- [Tarefas a cumprir]
A) Liste todas as pessoas mencionadas pelo nome no trecho sobre o que ensinar a um filho.
B) Reproduza fielmente uma parte do trecho sobre o que ensinar a um filho, começando nas palavras "Ensina a teu filho que o Brasil possui" e parando depois de "vetadas aos negros.".

- [Trecho do texto]
↓↓↓
Ensina a teu filho que o Brasil possui dimensões continentais e as mais fertéis
terras do planeta. Não se justifica, pois, tanta terra sem gente e tanta gente
sem terra. Assim como a libertação dos escravos tardou mas chegou, a reforma
agrária haverá de se implantar. Tomara que regada com muito pouco sangue.
Saiba o teu
filho que os sem-terra que ocupam áreas ociosas, griladas ou devolutas são,
hoje, chamados de "bandidos", como outrora a pecha caiu sobre Gandhi
sentado nos trilhos das ferrovias inglesas e Luther King ocupando escolas
vetadas aos negros.
Ensina a teu
filho que pioneiros e profetas, de Jesus a Tiradentes, de Francisco de Assis a
Nelson Mandela, são invariavelmente tratados, pela elite de seu tempo, como
subversivos, malfeitores, visionários.
Ensina a teu filho que o Brasil é uma nação trabalhadora e criativa. Milhões de
brasileiros levantam cedo todos os dias, comem aquém de suas necessidades e
consomem a maior parcela de suas vidas no trabalho, em troca de um salário que
não lhes assegura sequer o acesso à casa própria. No entanto, essa gente é
incapaz de furtar um lápis do escritório, um tijolo da obra, uma ferramenta da
fábrica. Sente-se honrada por não descer ao ralo que nivela bandidos de
colarinho branco com os pés-de-chinelo. É gente feita daquela matéria-prima dos
lixeiros de Vitória, que entregaram à polícia sacolas recheadas de dinheiro que
assaltantes de banco haviam escondido numa caçamba.
Ensina a teu
filho evitar a via preferencial dessa sociedade neoliberal que tenta nos
incutir que ser consumidor é mais importante que ser cidadão, incensa quem
esbanja fortuna e realça mais a estética que a ética. Convence-o de que a
felicidade não resulta da soma de prazeres e a via espiritual é um tesouro
guardado no fundo do coração – quem consegue abri-lo desfruta de alegrias
inefáveis.
↑↑↑
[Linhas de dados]
↓↓↓
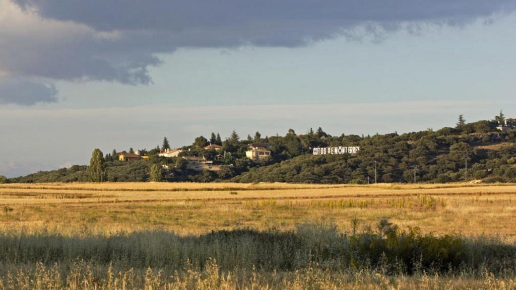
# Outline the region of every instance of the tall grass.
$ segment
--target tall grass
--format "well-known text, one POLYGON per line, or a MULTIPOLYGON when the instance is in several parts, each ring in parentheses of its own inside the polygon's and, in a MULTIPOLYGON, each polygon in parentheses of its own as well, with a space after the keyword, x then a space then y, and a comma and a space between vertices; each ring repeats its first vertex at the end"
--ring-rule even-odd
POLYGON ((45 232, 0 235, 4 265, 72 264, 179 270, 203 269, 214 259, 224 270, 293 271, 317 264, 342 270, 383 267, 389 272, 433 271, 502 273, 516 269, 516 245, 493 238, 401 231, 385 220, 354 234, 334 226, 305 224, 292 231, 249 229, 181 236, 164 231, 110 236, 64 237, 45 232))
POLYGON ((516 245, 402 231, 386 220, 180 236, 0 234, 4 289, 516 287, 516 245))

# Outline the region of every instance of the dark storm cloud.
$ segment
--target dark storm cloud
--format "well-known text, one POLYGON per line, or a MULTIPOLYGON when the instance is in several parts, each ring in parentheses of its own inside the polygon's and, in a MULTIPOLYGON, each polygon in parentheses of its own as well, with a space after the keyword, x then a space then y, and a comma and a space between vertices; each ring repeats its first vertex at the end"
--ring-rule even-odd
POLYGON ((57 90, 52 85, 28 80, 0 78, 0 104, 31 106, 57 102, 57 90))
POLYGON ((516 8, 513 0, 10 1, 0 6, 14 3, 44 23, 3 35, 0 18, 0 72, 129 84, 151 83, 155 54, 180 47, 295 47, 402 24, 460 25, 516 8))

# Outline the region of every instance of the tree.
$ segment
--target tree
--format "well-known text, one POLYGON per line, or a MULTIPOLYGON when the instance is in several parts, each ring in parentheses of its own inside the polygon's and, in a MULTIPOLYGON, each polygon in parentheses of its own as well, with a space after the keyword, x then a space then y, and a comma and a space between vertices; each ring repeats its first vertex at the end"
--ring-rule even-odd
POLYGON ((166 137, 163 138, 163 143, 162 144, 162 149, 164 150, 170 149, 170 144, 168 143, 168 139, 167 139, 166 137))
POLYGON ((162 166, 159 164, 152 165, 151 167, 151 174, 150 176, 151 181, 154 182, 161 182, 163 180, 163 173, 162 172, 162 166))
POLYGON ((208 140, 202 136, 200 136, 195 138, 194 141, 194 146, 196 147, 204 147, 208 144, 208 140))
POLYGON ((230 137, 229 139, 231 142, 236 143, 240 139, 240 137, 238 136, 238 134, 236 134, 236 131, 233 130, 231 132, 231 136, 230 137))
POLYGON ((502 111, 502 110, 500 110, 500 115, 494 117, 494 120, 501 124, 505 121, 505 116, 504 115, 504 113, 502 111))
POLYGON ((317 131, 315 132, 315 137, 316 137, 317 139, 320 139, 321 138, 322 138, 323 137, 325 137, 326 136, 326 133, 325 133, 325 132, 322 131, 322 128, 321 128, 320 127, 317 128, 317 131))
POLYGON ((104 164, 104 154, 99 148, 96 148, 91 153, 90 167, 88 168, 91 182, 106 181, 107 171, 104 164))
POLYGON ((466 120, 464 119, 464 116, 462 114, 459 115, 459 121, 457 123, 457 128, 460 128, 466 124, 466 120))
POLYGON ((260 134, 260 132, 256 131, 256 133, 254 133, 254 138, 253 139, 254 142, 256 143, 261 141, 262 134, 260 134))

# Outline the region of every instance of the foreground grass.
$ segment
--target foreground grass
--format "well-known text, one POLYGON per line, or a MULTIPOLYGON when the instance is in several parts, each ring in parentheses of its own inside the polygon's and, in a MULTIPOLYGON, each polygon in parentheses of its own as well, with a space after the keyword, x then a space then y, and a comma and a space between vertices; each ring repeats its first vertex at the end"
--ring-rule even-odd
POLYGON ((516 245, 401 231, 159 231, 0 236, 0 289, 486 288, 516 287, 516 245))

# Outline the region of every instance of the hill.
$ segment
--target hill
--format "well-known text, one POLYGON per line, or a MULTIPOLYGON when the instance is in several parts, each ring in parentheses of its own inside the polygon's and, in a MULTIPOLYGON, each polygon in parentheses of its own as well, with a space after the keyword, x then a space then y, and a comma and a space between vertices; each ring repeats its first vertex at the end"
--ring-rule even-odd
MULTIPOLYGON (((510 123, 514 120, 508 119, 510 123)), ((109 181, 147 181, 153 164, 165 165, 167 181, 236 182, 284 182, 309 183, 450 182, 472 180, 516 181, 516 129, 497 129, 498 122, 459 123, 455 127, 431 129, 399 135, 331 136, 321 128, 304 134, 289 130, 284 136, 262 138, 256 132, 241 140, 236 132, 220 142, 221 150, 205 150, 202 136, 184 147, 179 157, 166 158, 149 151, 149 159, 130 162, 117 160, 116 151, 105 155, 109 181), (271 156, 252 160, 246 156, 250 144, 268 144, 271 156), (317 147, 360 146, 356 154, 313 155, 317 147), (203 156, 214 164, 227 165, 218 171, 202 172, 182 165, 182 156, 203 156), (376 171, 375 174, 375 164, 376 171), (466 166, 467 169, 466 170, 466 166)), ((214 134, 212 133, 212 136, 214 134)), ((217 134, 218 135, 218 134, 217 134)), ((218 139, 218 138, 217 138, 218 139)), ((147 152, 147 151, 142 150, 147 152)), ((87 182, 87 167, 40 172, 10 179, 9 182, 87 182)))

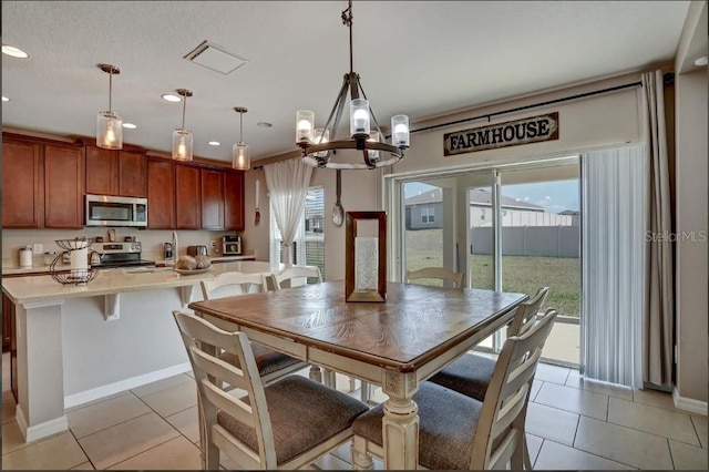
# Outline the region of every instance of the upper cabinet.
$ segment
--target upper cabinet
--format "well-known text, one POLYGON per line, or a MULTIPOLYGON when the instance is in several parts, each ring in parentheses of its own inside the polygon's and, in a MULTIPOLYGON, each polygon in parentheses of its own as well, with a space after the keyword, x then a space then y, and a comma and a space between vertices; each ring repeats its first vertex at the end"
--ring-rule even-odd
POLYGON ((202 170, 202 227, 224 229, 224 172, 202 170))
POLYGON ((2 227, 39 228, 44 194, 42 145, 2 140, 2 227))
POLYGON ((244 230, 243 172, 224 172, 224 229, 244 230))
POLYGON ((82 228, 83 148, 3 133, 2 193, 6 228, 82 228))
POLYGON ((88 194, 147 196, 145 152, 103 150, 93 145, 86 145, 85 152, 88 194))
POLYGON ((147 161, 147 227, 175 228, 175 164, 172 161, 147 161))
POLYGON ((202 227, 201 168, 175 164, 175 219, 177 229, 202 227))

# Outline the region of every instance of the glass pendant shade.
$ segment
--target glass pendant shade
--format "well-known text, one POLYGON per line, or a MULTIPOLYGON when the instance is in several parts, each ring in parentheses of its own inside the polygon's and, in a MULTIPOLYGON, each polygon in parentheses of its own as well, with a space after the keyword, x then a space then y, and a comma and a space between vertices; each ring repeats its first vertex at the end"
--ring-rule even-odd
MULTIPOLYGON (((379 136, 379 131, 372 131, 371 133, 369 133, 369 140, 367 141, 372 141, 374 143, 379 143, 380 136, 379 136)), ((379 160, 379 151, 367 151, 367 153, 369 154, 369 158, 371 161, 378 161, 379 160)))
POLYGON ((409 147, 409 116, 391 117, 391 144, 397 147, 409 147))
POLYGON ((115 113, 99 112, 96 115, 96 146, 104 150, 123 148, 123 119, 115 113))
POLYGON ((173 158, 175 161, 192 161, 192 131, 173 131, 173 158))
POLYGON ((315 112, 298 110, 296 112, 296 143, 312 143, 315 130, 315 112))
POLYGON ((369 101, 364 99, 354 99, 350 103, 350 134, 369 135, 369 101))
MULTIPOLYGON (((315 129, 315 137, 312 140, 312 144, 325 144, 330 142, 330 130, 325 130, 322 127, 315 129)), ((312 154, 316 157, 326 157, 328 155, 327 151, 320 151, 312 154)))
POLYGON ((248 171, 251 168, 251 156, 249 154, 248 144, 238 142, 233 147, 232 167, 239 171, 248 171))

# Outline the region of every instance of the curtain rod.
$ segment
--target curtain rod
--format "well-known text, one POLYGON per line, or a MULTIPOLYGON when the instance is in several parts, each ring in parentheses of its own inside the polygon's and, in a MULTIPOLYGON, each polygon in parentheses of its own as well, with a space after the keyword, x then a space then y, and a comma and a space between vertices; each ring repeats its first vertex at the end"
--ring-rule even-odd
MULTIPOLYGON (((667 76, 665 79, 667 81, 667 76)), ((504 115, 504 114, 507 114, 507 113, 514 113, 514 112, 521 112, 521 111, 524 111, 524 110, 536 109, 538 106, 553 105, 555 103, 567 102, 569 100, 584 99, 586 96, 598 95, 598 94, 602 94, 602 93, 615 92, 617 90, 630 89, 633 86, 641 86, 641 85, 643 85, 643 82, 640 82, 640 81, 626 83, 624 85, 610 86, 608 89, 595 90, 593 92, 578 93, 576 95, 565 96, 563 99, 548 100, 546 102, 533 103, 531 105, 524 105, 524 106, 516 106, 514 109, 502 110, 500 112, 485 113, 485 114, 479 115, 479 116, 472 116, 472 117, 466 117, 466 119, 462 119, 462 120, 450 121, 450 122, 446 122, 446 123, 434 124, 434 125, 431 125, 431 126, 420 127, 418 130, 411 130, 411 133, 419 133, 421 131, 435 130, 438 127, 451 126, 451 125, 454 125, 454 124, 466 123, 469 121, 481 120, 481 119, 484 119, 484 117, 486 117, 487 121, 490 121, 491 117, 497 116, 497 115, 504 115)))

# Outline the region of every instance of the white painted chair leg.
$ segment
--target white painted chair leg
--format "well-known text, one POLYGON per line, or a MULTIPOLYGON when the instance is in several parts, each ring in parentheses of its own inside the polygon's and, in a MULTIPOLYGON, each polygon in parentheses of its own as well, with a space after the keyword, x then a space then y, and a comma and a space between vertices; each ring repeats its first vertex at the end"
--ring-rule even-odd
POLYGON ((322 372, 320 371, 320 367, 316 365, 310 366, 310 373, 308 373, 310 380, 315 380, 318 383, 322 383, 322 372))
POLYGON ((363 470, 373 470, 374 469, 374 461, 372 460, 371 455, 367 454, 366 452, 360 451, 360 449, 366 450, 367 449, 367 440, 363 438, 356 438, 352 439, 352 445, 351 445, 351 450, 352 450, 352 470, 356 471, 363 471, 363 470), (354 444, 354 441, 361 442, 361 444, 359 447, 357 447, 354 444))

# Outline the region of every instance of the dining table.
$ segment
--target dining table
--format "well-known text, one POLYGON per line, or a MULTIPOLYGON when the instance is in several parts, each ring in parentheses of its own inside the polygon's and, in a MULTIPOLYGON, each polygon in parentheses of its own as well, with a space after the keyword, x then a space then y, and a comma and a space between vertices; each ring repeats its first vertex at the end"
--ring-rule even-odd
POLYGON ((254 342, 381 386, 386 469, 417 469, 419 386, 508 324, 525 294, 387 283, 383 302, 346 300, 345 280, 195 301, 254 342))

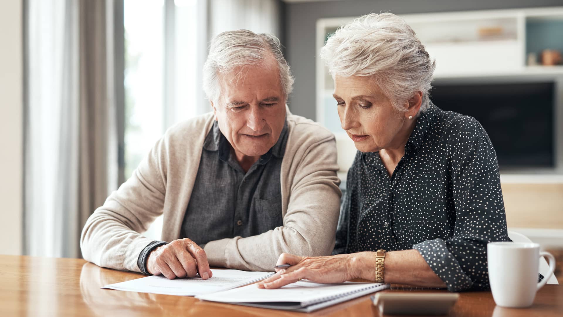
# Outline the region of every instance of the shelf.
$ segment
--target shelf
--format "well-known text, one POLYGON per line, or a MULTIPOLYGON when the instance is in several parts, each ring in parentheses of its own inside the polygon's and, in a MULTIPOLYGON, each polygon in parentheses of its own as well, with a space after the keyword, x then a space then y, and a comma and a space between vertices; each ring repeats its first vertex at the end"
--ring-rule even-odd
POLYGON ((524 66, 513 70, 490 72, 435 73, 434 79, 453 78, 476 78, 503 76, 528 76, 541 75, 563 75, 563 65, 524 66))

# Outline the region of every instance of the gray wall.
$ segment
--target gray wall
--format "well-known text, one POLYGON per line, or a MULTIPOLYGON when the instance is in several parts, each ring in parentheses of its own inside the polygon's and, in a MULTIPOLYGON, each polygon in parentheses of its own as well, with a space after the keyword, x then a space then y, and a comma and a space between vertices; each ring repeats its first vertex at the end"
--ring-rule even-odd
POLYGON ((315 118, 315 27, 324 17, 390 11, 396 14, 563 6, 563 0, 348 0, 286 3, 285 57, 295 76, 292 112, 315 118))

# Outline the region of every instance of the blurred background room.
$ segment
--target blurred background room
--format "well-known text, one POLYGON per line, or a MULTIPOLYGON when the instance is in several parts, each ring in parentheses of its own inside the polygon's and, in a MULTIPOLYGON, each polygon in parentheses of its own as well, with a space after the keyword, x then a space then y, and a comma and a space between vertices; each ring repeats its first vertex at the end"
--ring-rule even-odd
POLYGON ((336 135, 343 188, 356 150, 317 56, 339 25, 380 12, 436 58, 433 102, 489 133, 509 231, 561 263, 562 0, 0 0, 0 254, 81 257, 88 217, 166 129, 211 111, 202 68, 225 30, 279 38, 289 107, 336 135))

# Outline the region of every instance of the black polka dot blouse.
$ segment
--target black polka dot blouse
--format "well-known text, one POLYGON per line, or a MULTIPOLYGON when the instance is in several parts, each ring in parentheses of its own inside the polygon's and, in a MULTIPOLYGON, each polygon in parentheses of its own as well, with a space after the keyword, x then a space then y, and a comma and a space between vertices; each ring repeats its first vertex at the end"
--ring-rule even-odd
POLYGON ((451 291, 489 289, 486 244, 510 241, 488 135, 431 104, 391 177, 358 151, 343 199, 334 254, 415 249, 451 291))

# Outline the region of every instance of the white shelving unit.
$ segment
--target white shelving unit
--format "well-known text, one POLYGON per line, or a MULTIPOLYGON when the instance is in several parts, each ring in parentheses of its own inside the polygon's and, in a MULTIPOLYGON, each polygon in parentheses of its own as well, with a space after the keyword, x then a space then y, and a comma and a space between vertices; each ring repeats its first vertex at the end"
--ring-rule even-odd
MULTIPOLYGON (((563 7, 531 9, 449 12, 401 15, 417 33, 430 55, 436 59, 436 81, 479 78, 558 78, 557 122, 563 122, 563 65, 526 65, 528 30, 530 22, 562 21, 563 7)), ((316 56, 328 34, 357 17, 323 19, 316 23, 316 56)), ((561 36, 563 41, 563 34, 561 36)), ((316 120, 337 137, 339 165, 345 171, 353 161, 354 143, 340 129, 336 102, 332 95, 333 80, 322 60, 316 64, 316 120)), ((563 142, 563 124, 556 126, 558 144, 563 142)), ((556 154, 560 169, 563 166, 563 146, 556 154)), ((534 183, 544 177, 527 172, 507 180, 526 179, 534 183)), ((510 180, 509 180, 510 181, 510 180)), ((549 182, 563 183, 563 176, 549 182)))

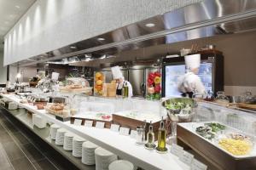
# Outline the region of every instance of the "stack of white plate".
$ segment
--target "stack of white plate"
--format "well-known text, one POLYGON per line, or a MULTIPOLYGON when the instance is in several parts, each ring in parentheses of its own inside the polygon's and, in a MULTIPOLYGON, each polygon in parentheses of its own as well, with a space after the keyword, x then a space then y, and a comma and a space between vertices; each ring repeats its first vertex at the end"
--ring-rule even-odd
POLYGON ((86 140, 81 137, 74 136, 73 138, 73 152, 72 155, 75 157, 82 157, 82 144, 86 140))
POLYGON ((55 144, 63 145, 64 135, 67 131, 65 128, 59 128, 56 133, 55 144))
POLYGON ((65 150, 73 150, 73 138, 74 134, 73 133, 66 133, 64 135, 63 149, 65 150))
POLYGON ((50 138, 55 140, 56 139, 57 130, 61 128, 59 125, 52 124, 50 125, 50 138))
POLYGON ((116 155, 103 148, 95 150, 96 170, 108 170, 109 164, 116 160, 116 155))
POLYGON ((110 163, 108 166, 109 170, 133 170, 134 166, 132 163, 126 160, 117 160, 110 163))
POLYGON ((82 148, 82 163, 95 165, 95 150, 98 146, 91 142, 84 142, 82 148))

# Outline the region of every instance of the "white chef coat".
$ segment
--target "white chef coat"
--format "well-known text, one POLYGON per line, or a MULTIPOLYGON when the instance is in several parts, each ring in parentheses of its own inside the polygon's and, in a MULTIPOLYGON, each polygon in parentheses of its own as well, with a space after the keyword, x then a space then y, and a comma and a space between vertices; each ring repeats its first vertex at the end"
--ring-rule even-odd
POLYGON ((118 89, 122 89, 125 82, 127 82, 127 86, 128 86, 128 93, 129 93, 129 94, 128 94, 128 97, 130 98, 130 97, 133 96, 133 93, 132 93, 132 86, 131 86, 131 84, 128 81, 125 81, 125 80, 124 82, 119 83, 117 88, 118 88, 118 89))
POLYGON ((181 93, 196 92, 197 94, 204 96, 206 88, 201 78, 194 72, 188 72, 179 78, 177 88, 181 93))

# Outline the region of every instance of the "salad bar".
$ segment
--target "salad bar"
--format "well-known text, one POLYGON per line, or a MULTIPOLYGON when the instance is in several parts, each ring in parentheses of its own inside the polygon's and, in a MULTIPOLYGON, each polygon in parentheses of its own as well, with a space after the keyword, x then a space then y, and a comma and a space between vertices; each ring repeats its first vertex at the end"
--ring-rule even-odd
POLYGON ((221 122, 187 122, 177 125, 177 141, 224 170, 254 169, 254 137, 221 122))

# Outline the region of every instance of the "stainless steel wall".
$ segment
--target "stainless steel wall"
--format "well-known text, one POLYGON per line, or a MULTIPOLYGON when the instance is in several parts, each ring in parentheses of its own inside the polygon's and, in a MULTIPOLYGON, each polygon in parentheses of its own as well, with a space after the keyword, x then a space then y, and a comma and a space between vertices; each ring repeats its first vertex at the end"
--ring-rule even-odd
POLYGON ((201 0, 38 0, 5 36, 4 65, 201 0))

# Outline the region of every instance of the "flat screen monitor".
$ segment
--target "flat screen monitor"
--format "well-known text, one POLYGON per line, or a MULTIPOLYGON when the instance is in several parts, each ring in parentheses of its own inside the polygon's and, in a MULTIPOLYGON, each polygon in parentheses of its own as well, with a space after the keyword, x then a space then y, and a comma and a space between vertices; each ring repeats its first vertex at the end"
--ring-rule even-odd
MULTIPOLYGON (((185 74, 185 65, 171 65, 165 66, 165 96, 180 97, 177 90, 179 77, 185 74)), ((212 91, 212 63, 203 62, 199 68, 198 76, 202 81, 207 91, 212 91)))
↑↑↑
- [Respostas das tarefas]
A)
Gandhi
Luther King
Jesus
Tiradentes
Francisco de Assis
Nelson Mandela

B)
Ensina a teu filho que o Brasil possui dimensões continentais e as mais fertéis
terras do planeta. Não se justifica, pois, tanta terra sem gente e tanta gente
sem terra. Assim como a libertação dos escravos tardou mas chegou, a reforma
agrária haverá de se implantar. Tomara que regada com muito pouco sangue.
Saiba o teu
filho que os sem-terra que ocupam áreas ociosas, griladas ou devolutas são,
hoje, chamados de "bandidos", como outrora a pecha caiu sobre Gandhi
sentado nos trilhos das ferrovias inglesas e Luther King ocupando escolas
vetadas aos negros.